SHORT TASK -> Transcribe the lines of the items below exactly, starting at the line that contains "target | woman with curly dark hair" and ending with the final line of the items, both included.

Coordinate labeling data ->
* Start *
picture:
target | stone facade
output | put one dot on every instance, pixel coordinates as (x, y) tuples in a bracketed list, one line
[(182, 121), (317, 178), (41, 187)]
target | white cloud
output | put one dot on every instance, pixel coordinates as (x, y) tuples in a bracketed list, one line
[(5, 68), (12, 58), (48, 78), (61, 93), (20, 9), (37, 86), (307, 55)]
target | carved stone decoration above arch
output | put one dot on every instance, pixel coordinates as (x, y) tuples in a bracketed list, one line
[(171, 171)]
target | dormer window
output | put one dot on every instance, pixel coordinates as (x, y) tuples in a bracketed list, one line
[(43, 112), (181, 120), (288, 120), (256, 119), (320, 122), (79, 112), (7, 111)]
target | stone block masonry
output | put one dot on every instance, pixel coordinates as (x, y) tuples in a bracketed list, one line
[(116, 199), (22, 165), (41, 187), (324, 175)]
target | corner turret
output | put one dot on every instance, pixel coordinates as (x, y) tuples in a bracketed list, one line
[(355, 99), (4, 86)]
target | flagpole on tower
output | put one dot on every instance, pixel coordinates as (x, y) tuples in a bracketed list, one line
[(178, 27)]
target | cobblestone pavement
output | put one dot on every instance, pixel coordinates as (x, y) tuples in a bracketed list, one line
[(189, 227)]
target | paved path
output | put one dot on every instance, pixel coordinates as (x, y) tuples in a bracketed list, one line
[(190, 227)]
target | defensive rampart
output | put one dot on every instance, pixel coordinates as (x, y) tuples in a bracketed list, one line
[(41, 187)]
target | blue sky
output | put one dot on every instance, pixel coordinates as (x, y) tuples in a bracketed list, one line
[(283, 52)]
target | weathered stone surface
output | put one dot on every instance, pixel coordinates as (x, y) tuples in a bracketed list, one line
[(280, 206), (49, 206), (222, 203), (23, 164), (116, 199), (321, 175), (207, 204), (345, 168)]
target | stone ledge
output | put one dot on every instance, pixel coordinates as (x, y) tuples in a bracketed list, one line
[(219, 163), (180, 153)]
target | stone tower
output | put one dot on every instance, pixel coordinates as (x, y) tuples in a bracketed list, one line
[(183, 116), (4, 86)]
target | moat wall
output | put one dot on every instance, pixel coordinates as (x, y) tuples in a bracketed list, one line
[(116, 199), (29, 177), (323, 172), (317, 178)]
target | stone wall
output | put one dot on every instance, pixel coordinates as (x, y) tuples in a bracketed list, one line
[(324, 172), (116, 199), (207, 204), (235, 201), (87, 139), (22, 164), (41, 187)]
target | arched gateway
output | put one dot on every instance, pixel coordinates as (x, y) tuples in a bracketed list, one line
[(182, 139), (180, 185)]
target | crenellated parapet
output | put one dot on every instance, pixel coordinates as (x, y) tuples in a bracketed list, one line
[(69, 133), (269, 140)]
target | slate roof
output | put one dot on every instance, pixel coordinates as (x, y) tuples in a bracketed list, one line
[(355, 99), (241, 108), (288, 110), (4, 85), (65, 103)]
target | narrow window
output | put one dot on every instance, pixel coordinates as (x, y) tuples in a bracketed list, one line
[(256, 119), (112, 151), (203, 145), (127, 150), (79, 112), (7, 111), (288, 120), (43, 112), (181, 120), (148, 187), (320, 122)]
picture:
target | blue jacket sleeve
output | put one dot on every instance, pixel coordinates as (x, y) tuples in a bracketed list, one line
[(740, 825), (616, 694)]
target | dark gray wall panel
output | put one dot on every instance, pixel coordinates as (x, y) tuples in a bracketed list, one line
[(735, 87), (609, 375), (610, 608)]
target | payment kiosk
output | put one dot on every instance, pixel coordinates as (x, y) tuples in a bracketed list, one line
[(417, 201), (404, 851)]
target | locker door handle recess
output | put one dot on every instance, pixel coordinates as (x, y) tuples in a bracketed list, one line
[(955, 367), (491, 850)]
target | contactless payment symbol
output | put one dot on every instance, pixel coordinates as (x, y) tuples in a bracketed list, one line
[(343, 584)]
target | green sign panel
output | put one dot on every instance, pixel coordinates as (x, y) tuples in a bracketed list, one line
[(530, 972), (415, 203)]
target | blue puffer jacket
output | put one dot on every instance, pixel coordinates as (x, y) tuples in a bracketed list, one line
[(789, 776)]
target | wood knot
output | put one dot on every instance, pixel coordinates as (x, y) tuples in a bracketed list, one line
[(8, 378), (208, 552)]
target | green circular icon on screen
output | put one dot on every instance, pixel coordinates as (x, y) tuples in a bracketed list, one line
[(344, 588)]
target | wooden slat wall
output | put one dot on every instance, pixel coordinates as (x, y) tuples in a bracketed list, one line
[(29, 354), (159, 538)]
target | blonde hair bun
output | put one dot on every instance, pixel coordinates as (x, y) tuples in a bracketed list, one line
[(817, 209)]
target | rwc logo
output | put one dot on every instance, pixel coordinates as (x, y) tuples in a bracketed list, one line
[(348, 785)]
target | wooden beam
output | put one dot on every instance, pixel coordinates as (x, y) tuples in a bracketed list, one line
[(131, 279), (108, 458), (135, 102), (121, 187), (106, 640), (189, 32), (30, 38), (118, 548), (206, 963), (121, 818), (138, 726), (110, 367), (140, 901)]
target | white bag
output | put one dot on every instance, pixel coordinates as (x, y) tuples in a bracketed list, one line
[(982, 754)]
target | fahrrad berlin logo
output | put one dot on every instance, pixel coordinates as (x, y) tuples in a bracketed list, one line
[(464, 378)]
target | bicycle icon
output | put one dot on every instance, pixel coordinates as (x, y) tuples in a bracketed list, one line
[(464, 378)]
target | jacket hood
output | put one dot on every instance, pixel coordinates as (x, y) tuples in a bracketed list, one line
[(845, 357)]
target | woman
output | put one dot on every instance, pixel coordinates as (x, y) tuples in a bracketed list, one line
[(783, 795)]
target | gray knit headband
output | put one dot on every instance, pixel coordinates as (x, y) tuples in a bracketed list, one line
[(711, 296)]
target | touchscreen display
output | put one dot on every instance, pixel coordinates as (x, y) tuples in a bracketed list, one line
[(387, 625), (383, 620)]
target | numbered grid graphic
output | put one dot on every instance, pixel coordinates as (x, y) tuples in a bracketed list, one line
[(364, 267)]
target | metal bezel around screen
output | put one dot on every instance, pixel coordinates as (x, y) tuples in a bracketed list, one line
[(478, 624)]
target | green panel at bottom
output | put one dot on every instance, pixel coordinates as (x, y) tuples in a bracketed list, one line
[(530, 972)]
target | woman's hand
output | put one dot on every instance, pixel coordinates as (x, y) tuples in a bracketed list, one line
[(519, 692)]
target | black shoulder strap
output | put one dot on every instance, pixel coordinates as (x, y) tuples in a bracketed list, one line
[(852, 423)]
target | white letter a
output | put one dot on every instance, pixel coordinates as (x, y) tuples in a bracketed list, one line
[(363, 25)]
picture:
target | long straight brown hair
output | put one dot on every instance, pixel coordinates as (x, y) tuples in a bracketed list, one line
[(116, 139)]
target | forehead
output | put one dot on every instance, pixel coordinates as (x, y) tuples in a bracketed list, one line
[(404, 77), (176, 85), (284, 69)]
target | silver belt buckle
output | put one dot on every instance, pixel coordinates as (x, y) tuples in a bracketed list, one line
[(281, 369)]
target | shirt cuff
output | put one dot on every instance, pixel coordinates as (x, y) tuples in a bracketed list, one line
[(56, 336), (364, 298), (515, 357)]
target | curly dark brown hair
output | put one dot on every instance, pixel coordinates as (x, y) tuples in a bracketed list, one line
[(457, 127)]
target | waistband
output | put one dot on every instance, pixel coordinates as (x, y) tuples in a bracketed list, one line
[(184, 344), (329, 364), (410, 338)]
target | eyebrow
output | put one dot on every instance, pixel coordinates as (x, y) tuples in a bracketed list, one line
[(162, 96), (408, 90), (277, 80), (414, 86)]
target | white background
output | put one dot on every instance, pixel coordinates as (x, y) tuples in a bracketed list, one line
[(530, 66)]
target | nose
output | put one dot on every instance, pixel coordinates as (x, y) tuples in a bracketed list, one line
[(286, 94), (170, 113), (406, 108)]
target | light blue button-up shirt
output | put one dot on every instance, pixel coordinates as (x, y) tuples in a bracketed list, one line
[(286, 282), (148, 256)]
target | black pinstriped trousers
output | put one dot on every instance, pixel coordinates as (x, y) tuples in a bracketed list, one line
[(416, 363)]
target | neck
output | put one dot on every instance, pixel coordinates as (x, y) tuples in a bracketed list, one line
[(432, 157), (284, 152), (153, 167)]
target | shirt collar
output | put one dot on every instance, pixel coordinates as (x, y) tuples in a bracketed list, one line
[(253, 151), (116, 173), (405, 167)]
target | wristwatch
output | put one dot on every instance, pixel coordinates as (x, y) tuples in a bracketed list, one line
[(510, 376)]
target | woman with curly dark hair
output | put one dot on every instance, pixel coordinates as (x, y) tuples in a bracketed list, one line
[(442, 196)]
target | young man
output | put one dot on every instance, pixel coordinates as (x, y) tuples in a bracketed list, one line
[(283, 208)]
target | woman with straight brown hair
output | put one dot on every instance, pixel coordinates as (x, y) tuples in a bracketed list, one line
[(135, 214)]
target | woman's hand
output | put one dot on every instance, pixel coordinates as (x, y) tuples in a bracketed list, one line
* End *
CORRECT RESPONSE ->
target | woman with curly dark hair
output | put one dot on every instance, pixel coordinates as (x, y) tuples in a bracketed list, one line
[(442, 196)]
target | young man
output | put one dot on every instance, pixel coordinates as (x, y) tuples in a bracketed list, one line
[(283, 208)]
target | woman with straight brown hair
output | put one dot on every instance, pixel coordinates as (x, y) tuples in a bracketed list, one line
[(135, 214)]
target | woman's hand
output | put one dot on every instance, pixel coordinates as (x, y) tuples in a bracketed list, one line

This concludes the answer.